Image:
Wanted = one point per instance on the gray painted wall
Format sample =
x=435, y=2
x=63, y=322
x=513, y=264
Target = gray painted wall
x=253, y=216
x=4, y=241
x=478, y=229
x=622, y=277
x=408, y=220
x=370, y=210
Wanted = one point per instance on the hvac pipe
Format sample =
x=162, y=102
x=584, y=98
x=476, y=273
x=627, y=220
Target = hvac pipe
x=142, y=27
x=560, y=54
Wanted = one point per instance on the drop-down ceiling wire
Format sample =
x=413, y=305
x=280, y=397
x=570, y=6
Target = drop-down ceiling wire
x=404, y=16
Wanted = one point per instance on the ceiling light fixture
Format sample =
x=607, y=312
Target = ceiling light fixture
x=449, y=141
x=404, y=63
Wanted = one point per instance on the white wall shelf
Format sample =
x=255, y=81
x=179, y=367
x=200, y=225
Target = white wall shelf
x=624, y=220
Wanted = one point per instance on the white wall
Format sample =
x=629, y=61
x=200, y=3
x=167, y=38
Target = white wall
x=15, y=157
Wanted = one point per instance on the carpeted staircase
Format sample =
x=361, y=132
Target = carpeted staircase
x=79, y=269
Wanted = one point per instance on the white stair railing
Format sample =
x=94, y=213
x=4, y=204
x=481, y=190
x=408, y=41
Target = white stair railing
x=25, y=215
_ _ _ _
The request: Update the data above, substituting "Reference format" for every instance of "Format sample" and leaving all other text untouched.

Result:
Image:
Wanted = one point per instance on the gray painted wall
Reference format =
x=435, y=2
x=63, y=322
x=513, y=264
Target = gray painted wall
x=253, y=216
x=4, y=241
x=478, y=229
x=622, y=277
x=408, y=220
x=370, y=210
Wanted = one point per instance on the hvac pipe
Reference format =
x=162, y=102
x=584, y=98
x=476, y=273
x=627, y=220
Target = hvac pipe
x=142, y=27
x=560, y=54
Wanted = one point per instance on the drop-down ceiling wire
Reference format =
x=413, y=305
x=280, y=397
x=570, y=6
Target = drop-down ceiling wire
x=404, y=16
Wanted = one point per instance on the ceiling light fixture
Reference format =
x=607, y=312
Target = ceiling light fixture
x=449, y=141
x=404, y=63
Wanted = one point per instance on the white wall shelf
Reference format =
x=255, y=81
x=179, y=367
x=200, y=225
Target = white wall shelf
x=624, y=220
Wanted = one point per instance on the white wall
Reference format =
x=629, y=61
x=200, y=3
x=167, y=38
Target = white wall
x=15, y=157
Wanted = one point per instance on the carpeted staircase
Reference format =
x=361, y=132
Target = carpeted staircase
x=79, y=269
Wanted = one point per instance on the white stair railing
Reference format =
x=94, y=213
x=4, y=204
x=481, y=190
x=408, y=41
Target = white stair railing
x=25, y=215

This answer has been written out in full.